- **PROBLEM DETAILS**: Both the line below containing "x=337, y=164" and the line containing "x=82, y=305", along with every line between them, should be repeated exactly; no other line belongs in the answer.

%%

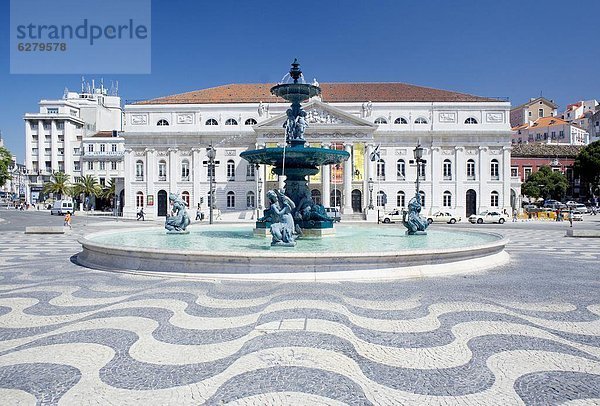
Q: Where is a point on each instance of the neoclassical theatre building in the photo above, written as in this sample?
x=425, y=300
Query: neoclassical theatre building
x=466, y=141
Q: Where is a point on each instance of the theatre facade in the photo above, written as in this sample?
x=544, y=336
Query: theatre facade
x=466, y=141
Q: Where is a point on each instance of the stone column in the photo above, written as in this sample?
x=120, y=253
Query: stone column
x=325, y=182
x=196, y=167
x=173, y=174
x=54, y=146
x=150, y=178
x=506, y=180
x=459, y=182
x=483, y=176
x=435, y=201
x=347, y=190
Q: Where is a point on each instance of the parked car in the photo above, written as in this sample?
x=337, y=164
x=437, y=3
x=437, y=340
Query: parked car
x=391, y=216
x=488, y=217
x=334, y=213
x=580, y=207
x=442, y=217
x=61, y=207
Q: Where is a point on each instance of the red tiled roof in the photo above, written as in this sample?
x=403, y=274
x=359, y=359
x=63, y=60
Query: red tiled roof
x=331, y=92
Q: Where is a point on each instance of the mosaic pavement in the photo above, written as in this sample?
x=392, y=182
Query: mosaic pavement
x=526, y=333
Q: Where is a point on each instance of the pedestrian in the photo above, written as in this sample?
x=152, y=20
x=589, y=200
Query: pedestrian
x=571, y=218
x=68, y=220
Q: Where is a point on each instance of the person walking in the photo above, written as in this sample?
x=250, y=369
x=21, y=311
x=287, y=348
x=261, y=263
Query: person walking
x=68, y=220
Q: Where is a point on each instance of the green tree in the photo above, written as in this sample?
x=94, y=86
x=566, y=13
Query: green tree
x=88, y=186
x=5, y=163
x=545, y=183
x=587, y=164
x=59, y=184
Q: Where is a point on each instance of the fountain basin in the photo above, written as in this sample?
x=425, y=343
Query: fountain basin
x=312, y=259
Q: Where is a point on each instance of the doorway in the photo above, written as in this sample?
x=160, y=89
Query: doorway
x=162, y=203
x=471, y=202
x=357, y=201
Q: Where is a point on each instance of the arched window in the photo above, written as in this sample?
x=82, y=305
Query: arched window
x=231, y=169
x=230, y=200
x=139, y=199
x=139, y=170
x=250, y=200
x=447, y=199
x=381, y=169
x=400, y=169
x=185, y=170
x=400, y=199
x=250, y=172
x=494, y=199
x=335, y=198
x=315, y=194
x=185, y=196
x=494, y=169
x=470, y=169
x=162, y=170
x=447, y=169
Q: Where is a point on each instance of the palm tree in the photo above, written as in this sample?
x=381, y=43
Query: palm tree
x=58, y=184
x=88, y=186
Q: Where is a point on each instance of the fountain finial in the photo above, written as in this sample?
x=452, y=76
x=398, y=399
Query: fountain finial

%%

- **EXERCISE SOLUTION**:
x=337, y=164
x=437, y=3
x=437, y=340
Query: parked car
x=391, y=216
x=488, y=217
x=334, y=213
x=580, y=207
x=442, y=217
x=61, y=207
Q: Where is a point on each instance of the red tiled roof in the photo above, written as in this sample?
x=403, y=274
x=359, y=359
x=63, y=60
Query: red tiled roof
x=331, y=92
Q: Where is a point on each instance of the mosaic pavement in the photo above, written as in this sample?
x=392, y=182
Query: mosaic pavement
x=526, y=333
Q: Where is a point on each instance of the pedestrian in the photo above, written as in this sample?
x=152, y=20
x=589, y=200
Query: pedestrian
x=571, y=218
x=68, y=220
Q: Where is a point on each instance of the person walking in the photo above, written as in this sample?
x=250, y=369
x=21, y=311
x=287, y=348
x=261, y=263
Query: person walking
x=68, y=220
Q: Where is a point on each instance of the green tree in the photo above, written as in this sample?
x=94, y=86
x=566, y=13
Query: green tree
x=88, y=186
x=5, y=163
x=545, y=183
x=587, y=164
x=59, y=184
Q: Where is a point on each instance of the fountain basin in the photo above, written as in this sample?
x=425, y=343
Query: fountain basin
x=312, y=259
Q: Where is a point on each instance of the doorway in the photo above, written as in this sample?
x=160, y=89
Query: doorway
x=162, y=203
x=471, y=202
x=357, y=201
Q: Where is a point on each instance of the arched window in the photo above, written as in this sample?
x=82, y=305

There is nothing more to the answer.